▶ Referring expression data
......

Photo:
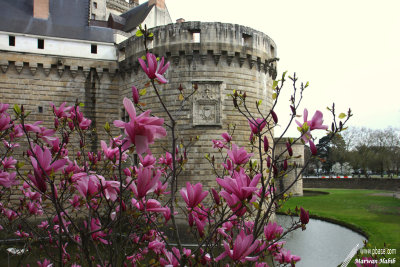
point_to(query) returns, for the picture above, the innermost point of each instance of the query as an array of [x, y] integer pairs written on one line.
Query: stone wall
[[294, 162], [37, 80], [353, 183], [225, 57]]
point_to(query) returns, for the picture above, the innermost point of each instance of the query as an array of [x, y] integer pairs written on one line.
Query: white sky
[[349, 51]]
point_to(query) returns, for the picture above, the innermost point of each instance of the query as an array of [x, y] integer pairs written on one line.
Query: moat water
[[321, 244]]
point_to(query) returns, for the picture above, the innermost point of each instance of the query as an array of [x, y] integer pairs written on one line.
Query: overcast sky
[[349, 51]]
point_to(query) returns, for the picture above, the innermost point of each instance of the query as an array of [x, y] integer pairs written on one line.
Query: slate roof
[[67, 19], [136, 16]]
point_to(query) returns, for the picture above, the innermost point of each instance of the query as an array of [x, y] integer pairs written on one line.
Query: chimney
[[158, 3], [41, 9]]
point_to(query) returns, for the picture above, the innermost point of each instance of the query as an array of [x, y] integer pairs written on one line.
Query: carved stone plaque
[[207, 103]]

......

▶ AIM OF THE TASK
Every entry above should come back exactly as written, except for its pictures.

▶ SOLUTION BELOW
Photo:
point_to(query) returns, for the picture above, the innermost point of each instance of the query as an array of [x, y] integer pairs written on one line.
Query: stone wall
[[294, 162], [37, 80], [353, 183], [225, 57]]
point_to(query) returns, for the picture above, the innermost point of each instance of the query as an array of [x, y] integer pairs written on one line.
Query: white sky
[[349, 51]]
point_to(query) returns, for the picture above, the innermost point of each instance of the query as an array of [x, y] integer pairs written on one line.
Query: moat water
[[321, 244]]
point_to(query) returns, for the picture above, the innermost point of each instance of the query as an array of [x, y] integer pairs written on one line.
Query: overcast sky
[[349, 51]]
point_to(query) returns, for the picture above, the innermost point of each instance of the query as an array of [x, y] integer pairs written on one line.
Query: slate roof
[[67, 19], [136, 16]]
point_to(query) returns, for the picture above, the innermost point of each instance of the query as an array of [x, y] integer pairs written on one line.
Query: chimney
[[158, 3], [41, 9]]
point_to(query) returns, for the picture above, the innermost point of each instance of the query as an array of [x, y] integer pairs written on one line.
Query: carved stone plaque
[[207, 103]]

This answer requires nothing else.